Fragmento citado:

^^^^^^^^

A los niños nos gustaba pedirle el “mamaso”,
que era una porción de las tortillas que
pasaba en la piedra para limpiarla y que tenía un sabor muy agradable. El suero
que quedaba en la olla, se los daba a los cerdos que lo devoraban de inmediato.
Después
de cada comida, la Tía se ponía a lavar los platos y alguna que otra cuchara
utilizados en las comidas, pues como se comía con la mano, no había trinches
sucios. Unas dos horas después del almuerzo, comenzaba la preparación de la
cena.
Así llegaba la Oración que era como a las seis de
la tarde. Se le llamaba así, porque los antepasados que seguían la tradición
católica, probablemente rezaban el Angelus antes de oscurecer.
La
cena se servía a todos, aún con la luz natural, pues pronto habría que encender
el candil de gas que se colocaba en medio del corredor.

^^^^^^^^

Ejercicios por resolver:
a) Reescribe el fragmento sobre la cena desde "Así llegaba la" hasta "medio del corredor.", renombrando "candil" como "farol".
b) Continúa el fragmento sobre la cena a partir de su última oración.
El material no guarda ninguna relación con el fragmento.

Sección de datos:
^^^^^^^^

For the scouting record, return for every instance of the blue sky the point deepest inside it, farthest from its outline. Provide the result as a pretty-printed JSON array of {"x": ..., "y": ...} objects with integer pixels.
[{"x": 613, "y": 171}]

^^^^^^^^

Respuestas escritas:
a)
Así llegaba la Oración que era como a las seis de
la tarde. Se le llamaba así, porque los antepasados que seguían la tradición
católica, probablemente rezaban el Angelus antes de oscurecer.
La
cena se servía a todos, aún con la luz natural, pues pronto habría que encender
el farol de gas que se colocaba en medio del corredor.

b)
Como
a las siete de la noche, había que rezar el Rosario que comenzaba con la
Catena, que era en verdad como una cadena de oraciones largas y muy aburridas
para los pequeños. En aquel ambiente de penumbra, los niños pronto se dormían y
a veces hasta las mismas personas mayores contestaban al rezo medio dormidos, como
por inercia.
Qué
alegría sentíamos cuando se llegaba el “Jesús, José y María” que era la oración
final de aquel largo rezo.
Con
regaños para irse a la cama, terminaba la jornada agotadora de la Tía para repetir
la historia, al día siguiente.
Un
dato importante es que la Tía casi nunca se enfermaba. De seguro, debido al
fuerte trabajo físico que la mantenía en forma, pero también, por su estado de
ánimo siempre tan positivo. Así le encontraron los ochenta y cinco años,
todavía “paradita”, como ella acostumbraba a decir.
Cuando
la Tía murió, todos lloramos su partida. Hasta el perico que imitaba su voz y sus
palabras, dejó de imitarla y pronto murió de tristeza. Menos mal que nos dejó
su ejemplo y el recuerdo de sus buenas obras.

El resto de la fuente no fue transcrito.